**Questions on the material**.
a) Using the article on how WFP classifies crises, answer each question below on its own line, marked (i), (ii), (iii):
(i) On what date did WFP officially classify the COVID-19 crisis as an L3 emergency?
(ii) Under the classification system, what level are the most severe emergencies assigned?
(iii) What are the two types of L3 emergencies?
b) Write the next part of the article on how WFP classifies crises, continuing after its final sentence.

**Document text**.
▬▬▬

How WFP Classifies Crises and Why COVID-19 Is at the Top

Last Updated November 11, 2020

Hunger feeds on crisis. When disaster strikes, hunger often follows. The majority of the time, the crises are caused by conflict, violence, hurricanes or drought. This time, it’s caused by a global pandemic.

COVID-19 is hurting everyone, but it threatens vulnerable communities the most. In many of the countries that the United Nations World Food Programme (WFP) serves, health systems are barely functioning, there is limited access to clean water and sanitation supplies are out of reach. Additionally, people are already suffering from poverty, hunger and malnutrition. As a result, the impact of the virus in these places and the economic consequences that follow will be devastating.

With this in mind, on March 30, the U.N. World Food Programme officially classified the COVID-19 crisis as an L3 emergency. But what, exactly, does this mean?

For humanitarian agencies like the U.N. World Food Programme that must respond to multiple emergencies in more than one country, a classification system is used to determine which crises require the most resources. The most severe emergencies are classified as Level 3 or L3 for short. Right now, these are the regions and/or situations that have been classified as L3:

The COVID-19 pandemic
Northeastern Nigeria
South Sudan
Syria
Democratic Republic of Congo
The Sahel
Yemen

But, there are actually two types of L3 emergencies: L3 emergencies across the U.N. system—which apply to most humanitarian organizations worldwide—and corporate L3 emergencies that pertain only to a specific agency like the U.N. World Food Programme.

▬▬▬

**Records provided**.

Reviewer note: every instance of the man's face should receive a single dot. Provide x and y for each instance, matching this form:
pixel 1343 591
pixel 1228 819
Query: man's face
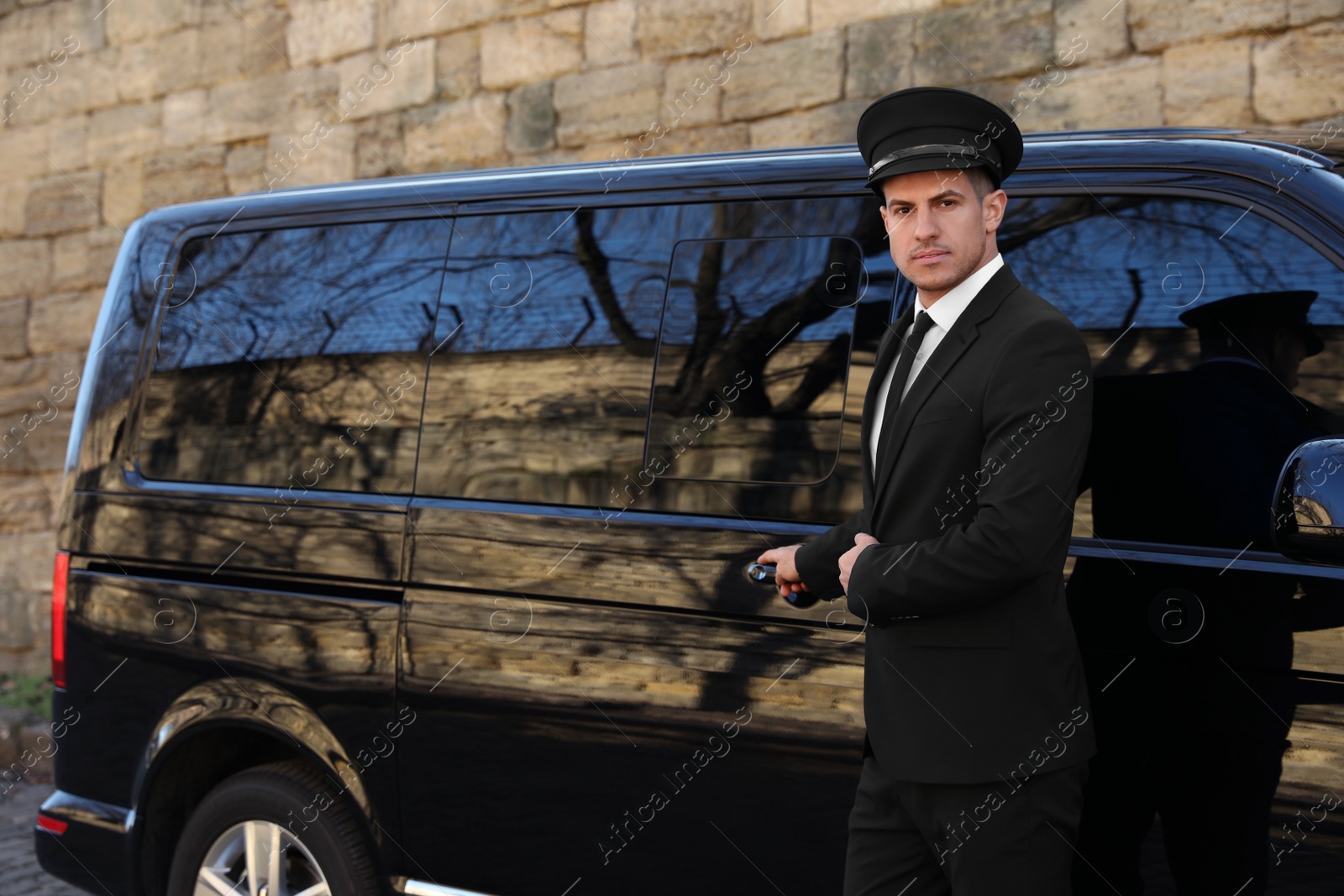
pixel 938 231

▬▬▬

**Written responses**.
a)
(i) March 30.
(ii) Level 3, or L3 for short.
(iii) L3 emergencies across the U.N. system, which apply to most humanitarian organizations worldwide, and corporate L3 emergencies, which pertain only to a specific agency such as the U.N. World Food Programme.

b)
A system-wide L3 emergency is declared by a committee of United Nations (U.N.) and non-U.N. global humanitarian agencies to ensure that the appropriate leadership structures are put in place for a coordinated, global response to a large-scale event. This need occurs most often when a crisis changes suddenly and significantly, requiring ramped-up efforts on multiple fronts—food, health, support to refugees and so on. To make this determination, the committee considers the scale, complexity, urgency, capacity and reputational risk involved with the crisis.

Meanwhile, the U.N. World Food Programme—and other humanitarian agencies—employs its own internal emergency classification system. The U.N. World Food Programme’s process not only takes into account the complexity of a crisis, but the resources and capacity available to its country offices and regional bureaus to respond.

The U.N. World Food Programme has three levels of classifications. Any country with a U.N. World Food Programme emergency or relief operation is automatically classified as an L1. When the resources of a given country office are insufficient to meet the urgency, scale or complexity—or when the scale of crisis extends beyond a single country or territory—an L2 emergency can be activated, allowing regional resources to be utilized to amplify the response. When an emergency exceeds U.N. World Food Programme regional support capacity, an L3 designation allows the U.N. World Food Programme to use its entire global, or “corporate,” human or financial resource base to respond.